Find the line with "For every instance of the distant" in the records below. Copy it and every line after it, up to and including the line with "locate stone terrace".

(Dataset entries begins)

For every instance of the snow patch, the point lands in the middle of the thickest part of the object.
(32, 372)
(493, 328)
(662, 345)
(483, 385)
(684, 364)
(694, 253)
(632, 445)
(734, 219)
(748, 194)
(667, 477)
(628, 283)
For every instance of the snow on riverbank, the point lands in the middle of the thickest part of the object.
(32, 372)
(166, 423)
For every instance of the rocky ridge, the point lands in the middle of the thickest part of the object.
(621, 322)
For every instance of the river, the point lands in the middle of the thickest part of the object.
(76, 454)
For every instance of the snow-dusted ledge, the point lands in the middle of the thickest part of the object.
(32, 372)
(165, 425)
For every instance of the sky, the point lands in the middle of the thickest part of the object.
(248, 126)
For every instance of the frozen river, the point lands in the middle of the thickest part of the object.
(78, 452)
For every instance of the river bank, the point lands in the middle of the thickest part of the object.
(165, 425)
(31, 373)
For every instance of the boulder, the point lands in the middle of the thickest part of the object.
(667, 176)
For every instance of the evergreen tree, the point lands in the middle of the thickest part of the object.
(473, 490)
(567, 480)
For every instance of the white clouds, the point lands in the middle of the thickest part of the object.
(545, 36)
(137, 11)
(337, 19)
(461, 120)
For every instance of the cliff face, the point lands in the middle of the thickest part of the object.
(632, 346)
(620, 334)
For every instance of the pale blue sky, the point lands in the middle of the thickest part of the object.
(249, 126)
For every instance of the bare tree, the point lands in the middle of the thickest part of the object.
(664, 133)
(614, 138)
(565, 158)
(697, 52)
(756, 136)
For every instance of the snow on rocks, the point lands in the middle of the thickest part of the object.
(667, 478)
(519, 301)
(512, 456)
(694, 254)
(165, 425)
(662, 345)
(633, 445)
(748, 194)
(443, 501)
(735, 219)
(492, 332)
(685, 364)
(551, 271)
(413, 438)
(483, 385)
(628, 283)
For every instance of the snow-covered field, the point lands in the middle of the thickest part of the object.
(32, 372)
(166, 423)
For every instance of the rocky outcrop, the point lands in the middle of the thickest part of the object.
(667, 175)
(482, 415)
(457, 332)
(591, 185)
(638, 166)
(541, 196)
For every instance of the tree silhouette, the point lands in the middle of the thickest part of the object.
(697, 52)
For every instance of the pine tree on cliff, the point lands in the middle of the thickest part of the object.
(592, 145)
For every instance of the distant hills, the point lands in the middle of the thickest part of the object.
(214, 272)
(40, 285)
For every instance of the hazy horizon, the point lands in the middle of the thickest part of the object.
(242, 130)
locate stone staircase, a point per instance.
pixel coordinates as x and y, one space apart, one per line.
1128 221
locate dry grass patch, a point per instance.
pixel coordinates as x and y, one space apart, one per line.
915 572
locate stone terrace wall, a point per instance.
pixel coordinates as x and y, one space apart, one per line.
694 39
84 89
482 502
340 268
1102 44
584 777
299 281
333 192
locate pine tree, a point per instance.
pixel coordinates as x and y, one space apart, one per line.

(Dataset entries ends)

Exercise response:
For every instance of the distant hills, the point lands in the middle of the thickest part of the object.
(214, 272)
(40, 285)
For every instance of the hazy horizon, the point lands in the middle of the thickest part of the object.
(242, 130)
locate stone staircase, a point per instance.
pixel coordinates as x and y, one space apart, one per line.
1128 221
locate dry grass patch, a point per instance.
pixel coordinates as x and y, one space apart, one per line.
915 572
locate stone terrace wall, a point per instance.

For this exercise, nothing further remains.